[Task details]:
Which lines in the rows below contain the word "roof"? Copy each of them.

[Items]:
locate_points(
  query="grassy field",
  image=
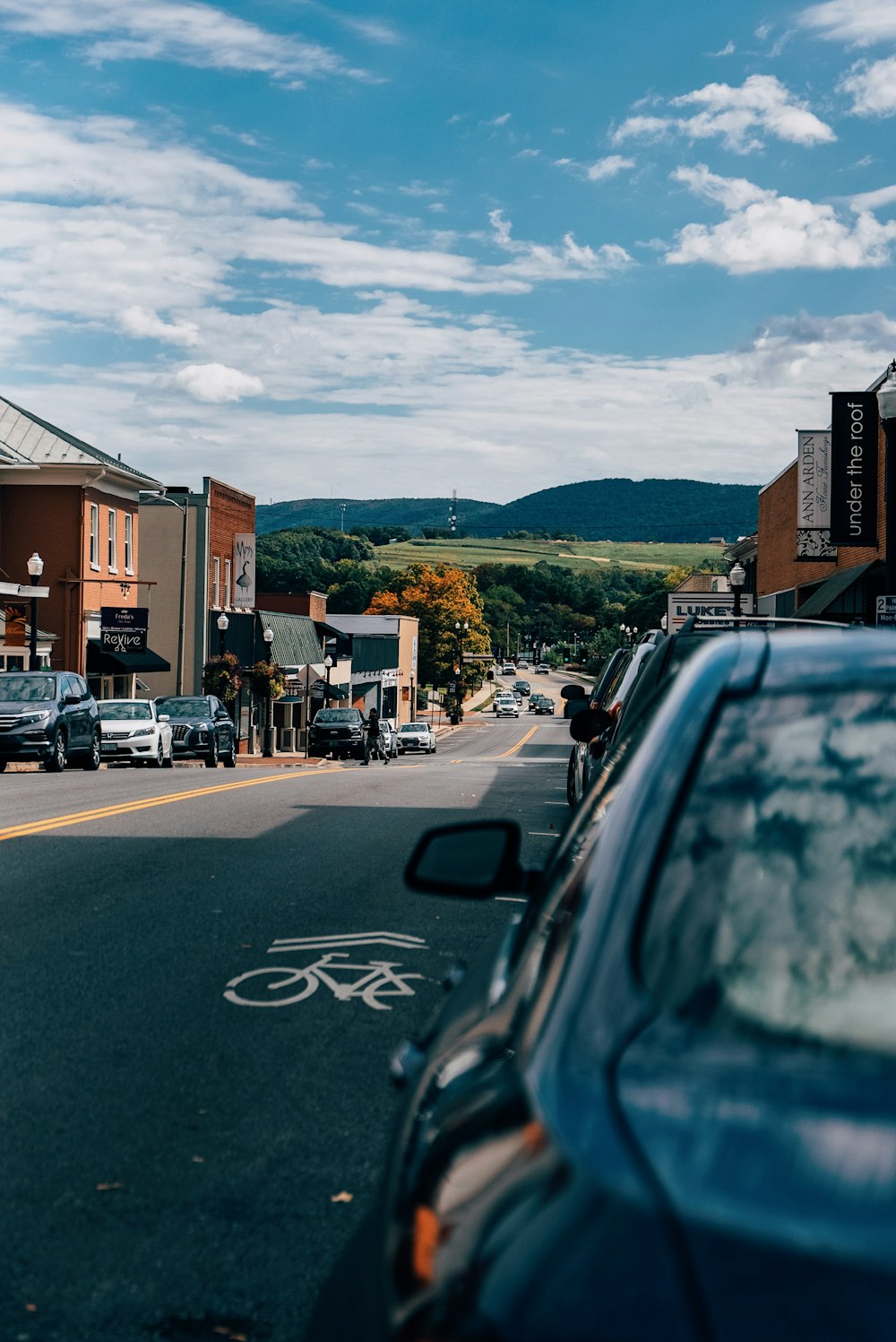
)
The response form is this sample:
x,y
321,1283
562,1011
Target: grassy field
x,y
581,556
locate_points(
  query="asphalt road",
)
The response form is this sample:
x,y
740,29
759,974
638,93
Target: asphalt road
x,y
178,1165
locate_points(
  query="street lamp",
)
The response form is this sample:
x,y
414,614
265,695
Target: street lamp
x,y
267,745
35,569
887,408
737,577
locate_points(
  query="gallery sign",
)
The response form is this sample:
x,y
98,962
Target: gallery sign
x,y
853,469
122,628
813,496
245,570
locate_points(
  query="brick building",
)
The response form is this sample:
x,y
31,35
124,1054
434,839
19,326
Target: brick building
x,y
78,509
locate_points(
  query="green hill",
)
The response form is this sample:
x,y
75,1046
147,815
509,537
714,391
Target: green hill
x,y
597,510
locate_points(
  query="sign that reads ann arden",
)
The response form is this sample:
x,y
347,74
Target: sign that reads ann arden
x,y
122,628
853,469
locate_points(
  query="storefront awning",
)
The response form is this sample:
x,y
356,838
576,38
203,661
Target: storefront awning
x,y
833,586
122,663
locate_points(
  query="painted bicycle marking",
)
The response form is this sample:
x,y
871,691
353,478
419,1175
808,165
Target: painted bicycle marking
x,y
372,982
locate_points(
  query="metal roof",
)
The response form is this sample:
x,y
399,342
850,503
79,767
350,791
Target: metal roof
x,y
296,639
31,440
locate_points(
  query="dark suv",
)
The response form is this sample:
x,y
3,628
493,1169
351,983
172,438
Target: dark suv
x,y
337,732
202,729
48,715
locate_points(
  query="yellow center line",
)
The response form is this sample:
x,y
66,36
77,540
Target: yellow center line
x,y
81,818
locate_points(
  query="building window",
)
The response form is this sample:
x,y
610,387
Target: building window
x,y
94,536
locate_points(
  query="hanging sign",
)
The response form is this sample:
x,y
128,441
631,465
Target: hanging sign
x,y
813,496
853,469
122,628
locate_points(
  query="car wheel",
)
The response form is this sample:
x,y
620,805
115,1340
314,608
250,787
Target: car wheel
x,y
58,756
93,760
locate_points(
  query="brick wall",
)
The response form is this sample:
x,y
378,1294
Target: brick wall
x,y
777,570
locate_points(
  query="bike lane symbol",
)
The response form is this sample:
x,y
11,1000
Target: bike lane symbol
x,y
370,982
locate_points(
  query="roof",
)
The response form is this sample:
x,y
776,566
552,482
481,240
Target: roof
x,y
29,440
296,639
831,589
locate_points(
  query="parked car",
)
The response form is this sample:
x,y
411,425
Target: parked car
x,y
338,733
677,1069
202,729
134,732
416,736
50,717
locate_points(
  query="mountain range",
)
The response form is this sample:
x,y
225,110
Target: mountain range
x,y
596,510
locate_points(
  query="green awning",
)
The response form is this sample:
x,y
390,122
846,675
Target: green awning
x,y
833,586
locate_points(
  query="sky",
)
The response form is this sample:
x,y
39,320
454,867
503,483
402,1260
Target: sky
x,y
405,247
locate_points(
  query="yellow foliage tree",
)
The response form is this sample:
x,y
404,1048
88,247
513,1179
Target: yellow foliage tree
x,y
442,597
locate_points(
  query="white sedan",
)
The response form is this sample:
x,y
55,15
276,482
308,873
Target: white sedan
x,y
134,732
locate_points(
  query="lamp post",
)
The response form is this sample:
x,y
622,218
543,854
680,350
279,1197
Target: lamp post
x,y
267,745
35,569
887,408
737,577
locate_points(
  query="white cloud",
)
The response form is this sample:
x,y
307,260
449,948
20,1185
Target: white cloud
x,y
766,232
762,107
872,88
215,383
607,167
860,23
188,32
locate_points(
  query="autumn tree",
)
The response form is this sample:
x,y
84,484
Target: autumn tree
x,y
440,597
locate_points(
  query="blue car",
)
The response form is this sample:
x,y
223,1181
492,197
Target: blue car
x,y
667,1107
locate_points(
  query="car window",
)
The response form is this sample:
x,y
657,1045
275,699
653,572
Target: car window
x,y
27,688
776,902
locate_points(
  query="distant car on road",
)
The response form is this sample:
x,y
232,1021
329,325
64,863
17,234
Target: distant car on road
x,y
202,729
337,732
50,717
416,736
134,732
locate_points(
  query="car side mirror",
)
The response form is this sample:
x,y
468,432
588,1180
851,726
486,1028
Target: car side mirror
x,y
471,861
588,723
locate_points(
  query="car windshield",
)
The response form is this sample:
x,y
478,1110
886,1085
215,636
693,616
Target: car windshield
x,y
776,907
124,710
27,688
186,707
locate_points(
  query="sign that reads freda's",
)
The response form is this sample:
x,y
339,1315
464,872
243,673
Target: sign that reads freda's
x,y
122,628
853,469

---

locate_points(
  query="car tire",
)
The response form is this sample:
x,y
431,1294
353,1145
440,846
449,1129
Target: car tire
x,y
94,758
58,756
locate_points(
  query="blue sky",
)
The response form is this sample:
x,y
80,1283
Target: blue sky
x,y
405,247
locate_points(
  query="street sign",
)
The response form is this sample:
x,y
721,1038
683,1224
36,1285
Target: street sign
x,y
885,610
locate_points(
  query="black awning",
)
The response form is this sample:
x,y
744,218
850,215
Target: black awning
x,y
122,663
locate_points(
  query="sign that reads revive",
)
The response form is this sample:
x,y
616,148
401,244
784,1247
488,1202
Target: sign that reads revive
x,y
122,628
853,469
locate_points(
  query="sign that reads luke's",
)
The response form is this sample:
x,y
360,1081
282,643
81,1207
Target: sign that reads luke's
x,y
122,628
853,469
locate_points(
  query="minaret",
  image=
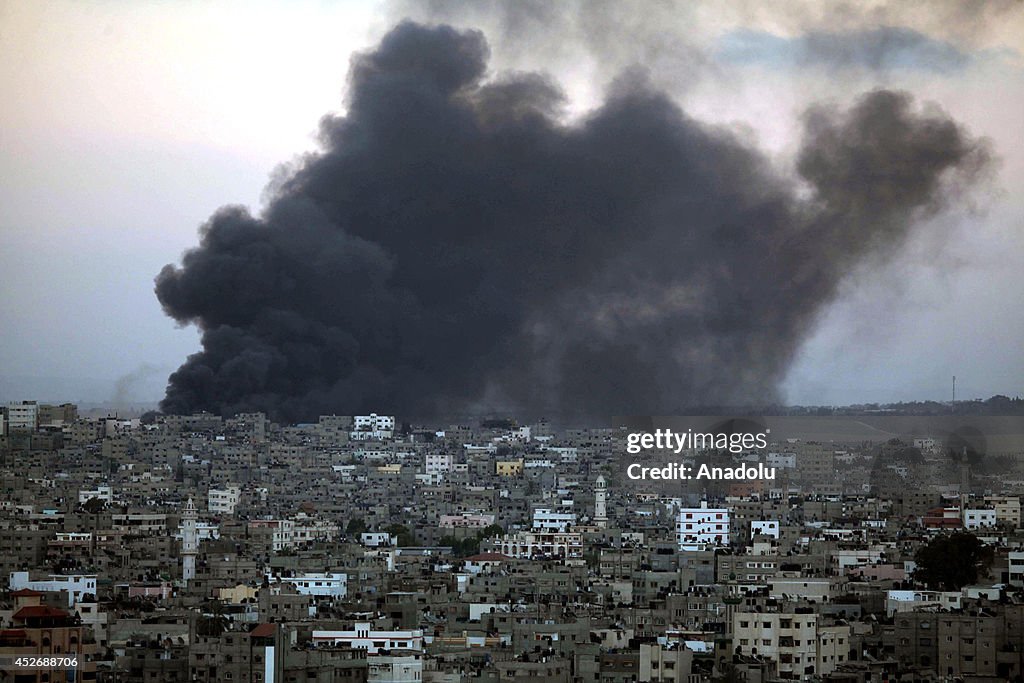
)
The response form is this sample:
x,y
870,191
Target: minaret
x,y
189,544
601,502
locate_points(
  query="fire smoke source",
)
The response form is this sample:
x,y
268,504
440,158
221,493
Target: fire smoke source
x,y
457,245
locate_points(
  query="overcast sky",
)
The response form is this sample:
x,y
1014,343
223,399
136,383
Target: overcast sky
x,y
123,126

[Result of the exercise]:
  query="metal roof",
Target: metal roof
  query="roof",
Target: roof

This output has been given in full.